### Task details
Please reproduce the items below word for word, starting at the line containing "Report the location of each instance of the metal" and continuing through the last line of the items, with both of those lines included.

### Material for the task
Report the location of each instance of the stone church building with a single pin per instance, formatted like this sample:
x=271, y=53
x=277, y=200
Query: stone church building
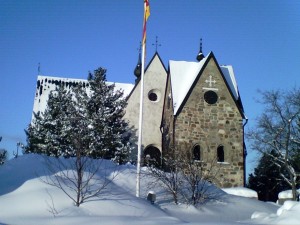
x=191, y=105
x=195, y=106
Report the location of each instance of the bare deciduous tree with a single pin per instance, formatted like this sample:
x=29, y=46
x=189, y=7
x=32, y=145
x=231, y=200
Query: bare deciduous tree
x=185, y=178
x=277, y=131
x=81, y=178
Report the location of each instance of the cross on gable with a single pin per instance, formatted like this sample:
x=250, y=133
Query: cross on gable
x=210, y=81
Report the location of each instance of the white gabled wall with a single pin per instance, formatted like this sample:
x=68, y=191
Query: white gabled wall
x=155, y=79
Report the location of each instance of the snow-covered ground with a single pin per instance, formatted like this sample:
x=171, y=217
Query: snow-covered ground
x=25, y=199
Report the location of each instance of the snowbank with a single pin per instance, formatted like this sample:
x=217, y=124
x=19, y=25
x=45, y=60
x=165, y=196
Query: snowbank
x=25, y=199
x=241, y=191
x=286, y=194
x=289, y=214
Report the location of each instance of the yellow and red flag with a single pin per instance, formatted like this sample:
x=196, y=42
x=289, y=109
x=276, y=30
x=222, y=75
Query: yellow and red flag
x=146, y=15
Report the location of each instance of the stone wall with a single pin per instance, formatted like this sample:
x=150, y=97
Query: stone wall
x=212, y=125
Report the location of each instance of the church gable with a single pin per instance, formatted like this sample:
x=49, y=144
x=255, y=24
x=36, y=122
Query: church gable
x=208, y=121
x=155, y=77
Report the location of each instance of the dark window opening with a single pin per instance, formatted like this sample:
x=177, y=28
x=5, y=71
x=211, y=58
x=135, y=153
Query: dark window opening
x=152, y=97
x=197, y=153
x=152, y=156
x=220, y=153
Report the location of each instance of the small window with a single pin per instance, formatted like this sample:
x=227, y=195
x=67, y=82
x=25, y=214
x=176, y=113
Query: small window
x=153, y=97
x=196, y=153
x=220, y=153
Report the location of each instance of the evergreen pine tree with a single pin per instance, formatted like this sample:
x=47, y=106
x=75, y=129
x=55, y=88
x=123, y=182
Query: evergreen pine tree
x=79, y=120
x=46, y=133
x=106, y=110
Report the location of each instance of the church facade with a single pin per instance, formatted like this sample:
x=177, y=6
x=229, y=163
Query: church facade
x=191, y=106
x=195, y=107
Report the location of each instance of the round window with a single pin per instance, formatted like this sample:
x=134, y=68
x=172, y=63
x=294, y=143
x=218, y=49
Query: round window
x=210, y=97
x=154, y=95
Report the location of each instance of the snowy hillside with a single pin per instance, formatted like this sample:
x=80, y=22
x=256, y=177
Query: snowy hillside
x=25, y=199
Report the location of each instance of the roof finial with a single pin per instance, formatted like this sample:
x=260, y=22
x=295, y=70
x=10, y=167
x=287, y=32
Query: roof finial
x=156, y=44
x=137, y=70
x=200, y=55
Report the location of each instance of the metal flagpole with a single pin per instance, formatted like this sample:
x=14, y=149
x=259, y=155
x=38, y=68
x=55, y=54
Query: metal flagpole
x=140, y=125
x=138, y=168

### Answer
Report the location of each instance of the metal flagpole with a single pin per instance, formatted like this sample:
x=14, y=149
x=259, y=155
x=38, y=68
x=55, y=54
Query: metal flagpole
x=140, y=125
x=138, y=168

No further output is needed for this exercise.